Henry Idema: Mass murders: Do we have a death wish?

On the day I am writing this article, Jan. 24, three mass murders (defined as four or more victims) have just happened — two in California, one in Washington State, and others happened relatively recently in Idaho and Texas. I just heard a reporter say that we have had more than 30 mass murders already in 2023 around our nation.

How do you make sense of all of this? Jesus says in John 10:10, "I came that they may have life, and have it abundantly." But in the same passage he warns that there are people in our midst who may rob us of this greatest gift of all: "The thief comes only to steal and kill and destroy."

A mass murderer, unlike a single gunman killing someone in a robbery or in gang warfare, expects to die (in most instances). On some level, the mass murderer must want to die, or at least is willing to die. So let's examine possible origins of that death wish.

**Data below**
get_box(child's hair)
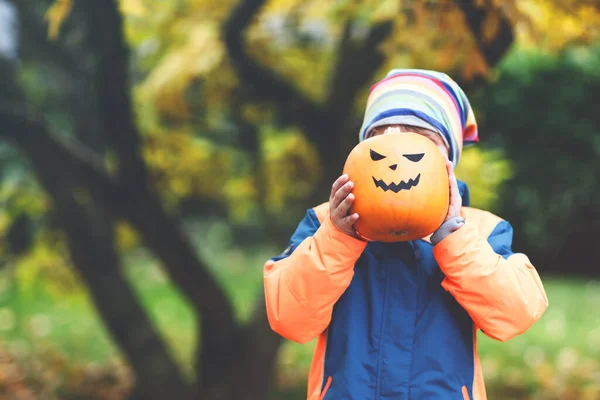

**Problems to solve**
**1)** Translate this sentence from the column on mass murders into Spanish: "On some level, the mass murderer must want to die, or at least is willing to die."
**2)** Please pick up the column on mass murders after its final sentence and carry it forward.

**Replies**
**1)** En cierto nivel, el asesino en masa debe querer morir, o al menos está dispuesto a morir.

**2)**
Henry Idema
Henry Idema

In 1922, right after World War I, Sigmund Freud put forth his theory of a death wish in his book, "Beyond the Pleasure Principle." In a nutshell, Freud postulates that all human beings have an unacknowledged death wish. This could be a boy wishing his father were dead, or a daughter wishing her mother were dead. Freud takes this a step further and theorizes that we all have a wish to return to "the inanimate," which he sums up as the universal desire to commit suicide. Even among psychoanalysts, this death wish theory is not widely shared and is hotly debated. I do believe this theory of a death wish, if not universal, at least illuminates many mass murderers and their conscious or unconscious wish to die — and their conscious wish to kill others.

Obviously, a death wish can apply outside the family or one's self. The Bible is filled with murderers, beginning with Cain murdering his brother Abel. The biblical commandment, "thou shall not kill," really means thou shall not commit murder. It does not apply to wars, which the Bible is full of. Jesus was very aware of this human impulse to kill, which is an aspect of our sinful nature. Murder is a sin. So one way of looking at the rash of mass shootings is through the religious lens of sin. However, in our increasingly secular culture, the message of sin and redemption, God's love and forgiveness, God's judgment upon evil actions, etc., are biblical themes that do not reach or touch so many of us. One could argue that all the shootings in our society can be linked to religious decline, the loss of community, and the fracturing of so many families.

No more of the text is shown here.